# Supplied records start

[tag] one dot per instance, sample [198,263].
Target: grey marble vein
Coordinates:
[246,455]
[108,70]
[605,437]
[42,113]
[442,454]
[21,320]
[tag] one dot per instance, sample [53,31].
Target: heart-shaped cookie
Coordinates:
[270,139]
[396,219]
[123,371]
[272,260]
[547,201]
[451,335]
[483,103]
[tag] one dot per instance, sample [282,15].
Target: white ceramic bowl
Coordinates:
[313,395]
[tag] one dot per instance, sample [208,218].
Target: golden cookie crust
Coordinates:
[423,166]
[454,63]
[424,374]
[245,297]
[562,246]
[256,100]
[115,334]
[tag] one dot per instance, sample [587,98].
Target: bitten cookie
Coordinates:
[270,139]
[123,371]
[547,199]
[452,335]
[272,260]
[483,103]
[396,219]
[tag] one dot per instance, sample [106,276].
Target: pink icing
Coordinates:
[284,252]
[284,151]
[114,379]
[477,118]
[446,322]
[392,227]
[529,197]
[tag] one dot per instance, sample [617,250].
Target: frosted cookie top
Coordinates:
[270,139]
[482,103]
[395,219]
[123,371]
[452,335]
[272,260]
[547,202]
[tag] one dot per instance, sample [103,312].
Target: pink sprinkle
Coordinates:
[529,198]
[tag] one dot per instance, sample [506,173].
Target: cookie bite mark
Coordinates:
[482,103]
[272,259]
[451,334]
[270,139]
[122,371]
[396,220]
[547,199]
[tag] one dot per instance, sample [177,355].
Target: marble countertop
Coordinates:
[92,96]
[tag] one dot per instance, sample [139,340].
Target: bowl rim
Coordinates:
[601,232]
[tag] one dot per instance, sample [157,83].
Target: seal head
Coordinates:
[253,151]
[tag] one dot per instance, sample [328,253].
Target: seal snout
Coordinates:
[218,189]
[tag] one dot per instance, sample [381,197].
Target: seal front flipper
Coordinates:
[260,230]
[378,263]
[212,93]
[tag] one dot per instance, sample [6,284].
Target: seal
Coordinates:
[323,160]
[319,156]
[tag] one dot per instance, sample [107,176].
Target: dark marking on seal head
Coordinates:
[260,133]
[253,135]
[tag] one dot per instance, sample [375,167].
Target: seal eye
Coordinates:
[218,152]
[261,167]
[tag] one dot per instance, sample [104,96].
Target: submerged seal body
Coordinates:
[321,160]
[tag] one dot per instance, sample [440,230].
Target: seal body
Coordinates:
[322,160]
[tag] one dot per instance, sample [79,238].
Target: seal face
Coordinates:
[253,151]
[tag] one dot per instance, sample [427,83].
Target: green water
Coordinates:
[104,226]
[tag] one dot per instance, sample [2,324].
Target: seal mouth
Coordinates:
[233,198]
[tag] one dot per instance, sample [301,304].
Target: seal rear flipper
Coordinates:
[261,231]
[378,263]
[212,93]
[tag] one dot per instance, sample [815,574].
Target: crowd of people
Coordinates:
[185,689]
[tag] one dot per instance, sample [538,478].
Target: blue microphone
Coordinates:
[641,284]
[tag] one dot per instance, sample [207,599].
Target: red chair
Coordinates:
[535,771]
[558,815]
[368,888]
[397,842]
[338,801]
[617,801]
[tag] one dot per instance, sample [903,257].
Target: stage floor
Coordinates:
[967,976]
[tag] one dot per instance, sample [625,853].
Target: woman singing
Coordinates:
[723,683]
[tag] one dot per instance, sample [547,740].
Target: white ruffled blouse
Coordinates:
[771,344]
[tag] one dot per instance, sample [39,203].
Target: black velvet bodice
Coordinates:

# Supplied records end

Lay out the material as a Markdown table with the columns "Row" and "Line," one row per line with blank lines left out. Start with the line containing "[tag] one dot per instance, sample [625,853]." and continue through the end of the material.

| Row | Line |
|---|---|
| 1 | [tag] one dot per instance, sample [625,853]. |
| 2 | Target: woman singing |
| 3 | Coordinates: |
| 4 | [723,683] |
| 5 | [tag] one dot per instance, sample [547,740]. |
| 6 | Target: white ruffled blouse |
| 7 | Coordinates: |
| 8 | [771,344] |
| 9 | [tag] one dot per instance, sample [39,203]. |
| 10 | Target: black velvet bodice |
| 11 | Coordinates: |